EXERCISE MATERIAL:

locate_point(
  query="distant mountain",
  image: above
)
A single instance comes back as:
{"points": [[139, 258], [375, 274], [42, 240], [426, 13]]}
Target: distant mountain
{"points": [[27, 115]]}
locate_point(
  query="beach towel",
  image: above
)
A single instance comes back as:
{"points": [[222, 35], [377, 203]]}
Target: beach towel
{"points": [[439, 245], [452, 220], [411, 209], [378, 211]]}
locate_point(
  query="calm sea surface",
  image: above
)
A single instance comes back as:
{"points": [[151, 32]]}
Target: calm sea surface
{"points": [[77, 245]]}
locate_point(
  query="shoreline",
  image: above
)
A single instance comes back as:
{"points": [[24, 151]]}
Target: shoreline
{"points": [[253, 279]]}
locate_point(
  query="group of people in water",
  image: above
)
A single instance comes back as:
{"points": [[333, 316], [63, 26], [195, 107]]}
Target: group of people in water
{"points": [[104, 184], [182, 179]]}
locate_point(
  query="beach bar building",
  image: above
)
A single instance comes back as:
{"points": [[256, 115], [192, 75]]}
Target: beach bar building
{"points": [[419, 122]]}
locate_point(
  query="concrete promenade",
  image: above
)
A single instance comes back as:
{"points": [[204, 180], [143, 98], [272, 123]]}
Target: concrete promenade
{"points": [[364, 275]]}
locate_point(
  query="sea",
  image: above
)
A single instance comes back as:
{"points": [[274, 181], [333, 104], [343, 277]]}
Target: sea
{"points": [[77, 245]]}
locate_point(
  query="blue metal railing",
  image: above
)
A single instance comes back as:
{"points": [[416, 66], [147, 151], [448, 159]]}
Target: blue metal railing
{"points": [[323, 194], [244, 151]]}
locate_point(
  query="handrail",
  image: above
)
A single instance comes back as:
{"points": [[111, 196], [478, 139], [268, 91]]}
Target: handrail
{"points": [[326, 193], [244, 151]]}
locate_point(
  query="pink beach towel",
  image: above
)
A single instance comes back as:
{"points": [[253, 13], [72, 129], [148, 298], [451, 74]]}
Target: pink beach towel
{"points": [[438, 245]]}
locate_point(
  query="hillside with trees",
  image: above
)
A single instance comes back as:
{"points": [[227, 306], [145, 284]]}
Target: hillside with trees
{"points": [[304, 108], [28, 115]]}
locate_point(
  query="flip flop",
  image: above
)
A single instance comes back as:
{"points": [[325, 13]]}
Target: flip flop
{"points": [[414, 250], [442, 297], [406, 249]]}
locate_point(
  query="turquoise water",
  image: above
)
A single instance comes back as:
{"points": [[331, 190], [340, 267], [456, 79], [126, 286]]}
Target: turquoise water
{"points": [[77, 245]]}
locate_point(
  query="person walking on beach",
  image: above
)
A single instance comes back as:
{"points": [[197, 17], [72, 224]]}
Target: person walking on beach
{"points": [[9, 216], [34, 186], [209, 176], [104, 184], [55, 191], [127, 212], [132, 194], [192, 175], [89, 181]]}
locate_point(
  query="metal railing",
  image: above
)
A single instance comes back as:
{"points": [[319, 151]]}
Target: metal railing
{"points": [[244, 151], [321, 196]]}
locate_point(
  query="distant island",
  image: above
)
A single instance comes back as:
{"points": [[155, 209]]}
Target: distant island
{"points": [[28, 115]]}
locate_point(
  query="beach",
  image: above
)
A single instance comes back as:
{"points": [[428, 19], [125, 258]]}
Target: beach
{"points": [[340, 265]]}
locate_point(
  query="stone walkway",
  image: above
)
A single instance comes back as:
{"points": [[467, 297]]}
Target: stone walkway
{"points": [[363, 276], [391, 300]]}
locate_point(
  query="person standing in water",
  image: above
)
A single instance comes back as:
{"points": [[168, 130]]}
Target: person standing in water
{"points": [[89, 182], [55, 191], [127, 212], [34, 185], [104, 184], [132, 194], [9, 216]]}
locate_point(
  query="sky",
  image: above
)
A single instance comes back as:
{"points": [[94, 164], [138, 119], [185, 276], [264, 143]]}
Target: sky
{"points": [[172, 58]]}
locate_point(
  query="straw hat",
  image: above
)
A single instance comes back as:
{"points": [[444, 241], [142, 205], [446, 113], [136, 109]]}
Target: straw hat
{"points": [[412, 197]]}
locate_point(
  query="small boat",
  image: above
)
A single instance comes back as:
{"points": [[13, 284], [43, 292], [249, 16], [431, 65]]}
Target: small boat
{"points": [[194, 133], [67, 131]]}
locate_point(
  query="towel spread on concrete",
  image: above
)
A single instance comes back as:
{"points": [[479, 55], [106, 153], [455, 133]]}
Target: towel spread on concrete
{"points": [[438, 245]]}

WHAT TO PRODUCE:
All of the lines above need to be given again exactly.

REPLY TO THE TASK:
locate_point(
  query="distant mountain",
  image: above
)
A single instance comes back as:
{"points": [[139, 258], [375, 274], [42, 240], [426, 13]]}
Target: distant mountain
{"points": [[27, 115]]}
locate_point(
  query="beach towel",
  image: above
)
A single instance comes back as:
{"points": [[222, 35], [377, 203]]}
Target: beach towel
{"points": [[439, 245], [452, 220], [411, 209], [378, 211]]}
locate_point(
  query="calm sea surface",
  image: above
)
A single instance comes back as:
{"points": [[151, 32]]}
Target: calm sea surface
{"points": [[77, 245]]}
locate_point(
  query="shoreline",
  image: above
)
A single instance comes back as:
{"points": [[24, 151]]}
Target: shoreline
{"points": [[253, 279]]}
locate_point(
  query="group of people in water",
  image: above
)
A single instance comes back as:
{"points": [[333, 316], [63, 26], [195, 107]]}
Target: group of people in water
{"points": [[104, 184], [182, 179]]}
locate_point(
  query="beach bar building",
  image: above
)
A single instance comes back as:
{"points": [[256, 115], [192, 75]]}
Target: beach bar building
{"points": [[419, 122]]}
locate_point(
  query="concrete promenade",
  image: above
)
A single instance comes back as:
{"points": [[204, 180], [143, 98], [272, 123]]}
Target: concrete promenade
{"points": [[364, 275]]}
locate_point(
  query="sea",
  image: above
)
A single instance comes back as:
{"points": [[274, 181], [333, 104], [343, 277]]}
Target: sea
{"points": [[77, 245]]}
locate_point(
  query="blue metal railing",
  image: above
)
A single instance comes back as:
{"points": [[416, 66], [147, 151], [448, 159]]}
Target: blue metal railing
{"points": [[323, 194], [244, 151]]}
locate_point(
  query="handrail",
  image: above
)
A single instance comes back as:
{"points": [[111, 196], [478, 139], [268, 91]]}
Target: handrail
{"points": [[326, 193], [244, 151]]}
locate_point(
  query="pink beach towel",
  image: above
)
A single instance comes back as:
{"points": [[253, 13], [72, 129], [148, 298], [451, 74]]}
Target: pink beach towel
{"points": [[438, 245]]}
locate_point(
  query="hillside with trees",
  image: above
)
A single instance comes back as:
{"points": [[227, 306], [145, 284]]}
Target: hillside with trees
{"points": [[304, 108], [28, 115]]}
locate_point(
  query="flip flop",
  image: above
)
A single instance comes back as:
{"points": [[325, 13]]}
Target: flip flop
{"points": [[414, 250], [442, 297], [406, 249]]}
locate_point(
  query="turquoise water",
  image: above
)
A single instance comes back as:
{"points": [[331, 190], [340, 267], [456, 79], [126, 286]]}
Target: turquoise water
{"points": [[77, 245]]}
locate_point(
  query="person walking on beach",
  image: above
)
A single instance comes back as:
{"points": [[197, 17], [72, 224]]}
Target: person walking on beach
{"points": [[9, 216], [34, 186], [209, 176], [104, 184], [55, 191], [127, 212], [132, 194], [192, 175], [89, 181]]}
locate_point(
  query="metal railing",
  image: above
)
A single instance comes back as:
{"points": [[319, 151]]}
Target: metal railing
{"points": [[244, 151], [321, 196]]}
locate_point(
  query="distant island",
  image: above
)
A single instance comes back as:
{"points": [[155, 209]]}
Target: distant island
{"points": [[28, 115]]}
locate_point(
  query="beach",
  image: above
)
A single instance comes back as:
{"points": [[428, 19], [125, 258]]}
Target: beach
{"points": [[340, 265]]}
locate_point(
  query="stone walkway",
  image: above
)
A single instance comes back as:
{"points": [[467, 297]]}
Target: stone walkway
{"points": [[363, 276], [391, 300]]}
locate_point(
  query="person standing in water",
  image: above
)
A single instance comes back as:
{"points": [[168, 130]]}
Target: person standing in water
{"points": [[89, 182], [55, 191], [127, 212], [34, 185], [104, 184], [132, 194], [9, 216]]}
locate_point(
  query="sky",
  image: above
)
A single instance comes back as:
{"points": [[94, 164], [138, 119], [185, 276], [264, 143]]}
Target: sky
{"points": [[172, 58]]}
locate_point(
  query="straw hat",
  image: above
)
A single instance comes back as:
{"points": [[444, 241], [142, 205], [446, 113], [136, 109]]}
Target: straw hat
{"points": [[412, 197]]}
locate_point(
  query="small boat",
  image: above
)
A single instance comes back as:
{"points": [[13, 284], [43, 292], [249, 16], [431, 65]]}
Target: small boat
{"points": [[194, 133], [67, 131]]}
locate_point(
  query="towel spread on concrete",
  image: above
)
A single instance comes back as:
{"points": [[479, 55], [106, 153], [455, 133]]}
Target: towel spread on concrete
{"points": [[438, 245]]}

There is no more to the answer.